• _Task to complete_
Leave out the pictures and repeat every record exactly.

(Data extracted from a collection)
▬▬▬

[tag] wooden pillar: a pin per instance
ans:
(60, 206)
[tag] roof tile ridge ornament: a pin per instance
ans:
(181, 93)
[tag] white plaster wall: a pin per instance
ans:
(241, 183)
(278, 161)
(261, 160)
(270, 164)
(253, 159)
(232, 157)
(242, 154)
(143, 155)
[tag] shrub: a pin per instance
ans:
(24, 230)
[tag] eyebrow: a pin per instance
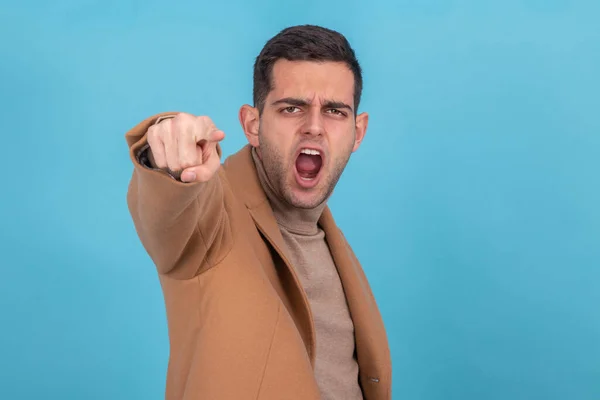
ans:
(298, 102)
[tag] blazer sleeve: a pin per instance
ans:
(184, 227)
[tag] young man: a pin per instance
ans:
(264, 297)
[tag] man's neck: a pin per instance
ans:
(296, 220)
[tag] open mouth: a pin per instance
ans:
(308, 164)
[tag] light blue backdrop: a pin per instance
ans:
(474, 203)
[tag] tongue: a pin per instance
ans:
(308, 165)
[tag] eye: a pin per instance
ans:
(335, 111)
(290, 110)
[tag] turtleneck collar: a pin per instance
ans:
(295, 220)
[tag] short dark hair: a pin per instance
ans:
(303, 43)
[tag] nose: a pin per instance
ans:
(314, 124)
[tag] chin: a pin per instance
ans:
(306, 199)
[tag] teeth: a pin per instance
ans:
(310, 152)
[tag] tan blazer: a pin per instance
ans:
(240, 326)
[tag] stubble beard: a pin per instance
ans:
(277, 172)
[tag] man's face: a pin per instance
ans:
(307, 130)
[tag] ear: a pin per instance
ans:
(250, 121)
(362, 121)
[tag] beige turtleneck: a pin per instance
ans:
(336, 369)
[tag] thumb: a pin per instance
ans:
(216, 136)
(201, 173)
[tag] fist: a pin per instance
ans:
(186, 145)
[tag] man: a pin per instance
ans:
(264, 297)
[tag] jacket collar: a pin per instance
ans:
(371, 341)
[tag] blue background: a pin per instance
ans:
(474, 203)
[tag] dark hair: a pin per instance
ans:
(303, 43)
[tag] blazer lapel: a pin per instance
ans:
(242, 174)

▬▬▬

• _Complete response_
[tag] wooden pillar: a pin per instance
ans:
(60, 206)
[tag] roof tile ridge ornament: a pin per instance
ans:
(181, 93)
[tag] white plaster wall: a pin per instance
ans:
(241, 183)
(278, 161)
(261, 160)
(270, 164)
(253, 159)
(232, 157)
(242, 154)
(143, 155)
[tag] shrub: a pin per instance
ans:
(24, 230)
[tag] eyebrow: a pin per instance
ans:
(298, 102)
[tag] blazer sleeve: a pin per instance
ans:
(184, 227)
[tag] young man: a pin per instance
ans:
(264, 297)
[tag] man's neck: a pin per instance
ans:
(296, 220)
[tag] open mouth: a pin per instance
ans:
(308, 164)
[tag] light blue backdrop: a pin per instance
ans:
(474, 203)
[tag] tongue: a pin per instance
ans:
(308, 165)
[tag] eye: a pin per instance
ans:
(335, 111)
(290, 110)
[tag] turtleneck collar: a pin per instance
ans:
(295, 220)
[tag] short dark hair: a pin per instance
ans:
(303, 43)
[tag] nose: a pin per instance
ans:
(314, 124)
[tag] chin: a pin per instance
ans:
(306, 199)
[tag] teeth: a pin per instance
ans:
(310, 152)
[tag] tan blazer: a pin per instance
ans:
(240, 326)
[tag] stubble beard: a pin per instance
ans:
(277, 172)
[tag] man's face: a pin per instance
ans:
(307, 130)
[tag] ear: a pin per instance
ans:
(250, 121)
(362, 121)
[tag] beige turtleneck: a pin per instance
ans:
(336, 369)
[tag] thumb: a pin per instance
ans:
(216, 136)
(201, 173)
[tag] fist: a pin per instance
ans:
(186, 145)
[tag] man: a pin per instance
ans:
(264, 297)
[tag] jacket collar: a pin per instance
ans:
(371, 341)
[tag] blue background: a pin per instance
ans:
(474, 203)
[tag] dark hair: a pin per instance
ans:
(303, 43)
[tag] blazer lapel: a pin per instance
ans:
(242, 174)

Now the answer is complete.